# TEXT SEGMENT
──────────

Detail of cornice and chimney. Image: Burton Bros. Museum of New Zealand Te Papa Tongarewa C.011730.

Detail of corner entrance, including the humanesque lion. Pointing hands have been added to the lamp post. Image: Burton Bros. Museum of New Zealand Te Papa Tongarewa C.011730.

It was likely from this building that Herbert Webb observed a lawyer’s client being lowered into the back yard with a rope, in order to escape a bailiff waiting in the outer office. Barton owed large damages following a court case in 1866, and the legend in his office (probably apocryphal) was that he avoided arrest by hiding in a beer barrel that was taken on board a departing ship. In 1868 Henry Howorth went into partnership with W.M. Hodgkins (best remembered today as a painter and the father of Frances Hodgkins), an arrangement which continued to 1884.

Gillies & Street flourished, and in 1875 they moved to new premises in Bond Street. In 1880 a large building was built for them at the corner of Vogel and Rattray streets, adjoining the Terminus Hotel. By that time they were Gillies, Street & Hislop, and in 1884 the firm expanded to form Perpetual Trustees, which is still in operation today.

In 1875 John Donaldson, who owned the adjoining Glasgow Pie House in Princes Street, bought the Gillies & Street building. Additions in 1875 and 1877 (the latter designed by R.A. Lawson) doubled the length of street facades along both Princes and Dowling streets, and replicated the original ornamentation. The new Glasgow Hotel offered thirteen bedrooms, a restaurant and bar, and specialised in catering for large banquets (including some held by William Larnach in the Bank of New Zealand building). Donaldson loved making wedding cakes and one of his daughters recalled one so large it took three men to carry it. In 1877 the first English cricket team to tour Australia and New Zealand stayed in the hotel.

Advertisement from Otago Daily Times, 30 December 1884 p.3. Image: Papers Past, National Library of New Zealand.

In 1884 Donaldson sold the buildings to the Mutual Life Association of Australasia for £13,500. They opened offices at the corner and prominently displayed their name on the facades. Donaldson continued to run the hotel business in the Dowling Street portion and by the end of the year had opened new dining and supper rooms for the Pie House and what he named ‘The Shades’ (this shared its entrance with the hotel, while the Pie House had its own entrance). The names Glasgow Hotel and The Shades were used (seemingly interchangeably) for some time after that date, but the Pie House closed not long afterwards. From 1896 the pub was known only as the Shades Hotel.

In 1887 Donaldson left to build the Excelsior Hotel on the site of the old Oriental. The Shades continued to operate until it lost its licence in 1903. It then reopened as a dry establishment, known as the Carlton Private Hotel and Dining Rooms up to 1913, and then as Jackson’s Private Hotel. The hotel closed in 1922 but restaurants operated in the second floor space until about 1950, when Lake’s Restaurant closed.

──────────

# DATASET SECTION
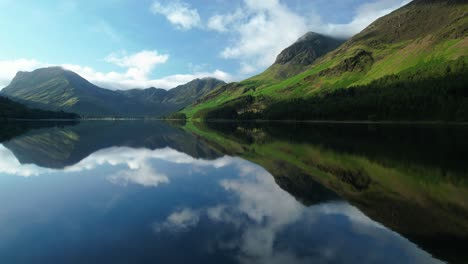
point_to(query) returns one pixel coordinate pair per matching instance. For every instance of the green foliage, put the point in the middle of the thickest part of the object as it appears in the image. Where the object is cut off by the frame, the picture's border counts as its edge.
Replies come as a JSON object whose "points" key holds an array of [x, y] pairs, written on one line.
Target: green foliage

──────────

# WORK TO BE COMPLETED
In the text about the Shades Hotel building, for what sum did John Donaldson sell the buildings to the Mutual Life Association of Australasia in 1884?

# FULL OUTPUT
£13,500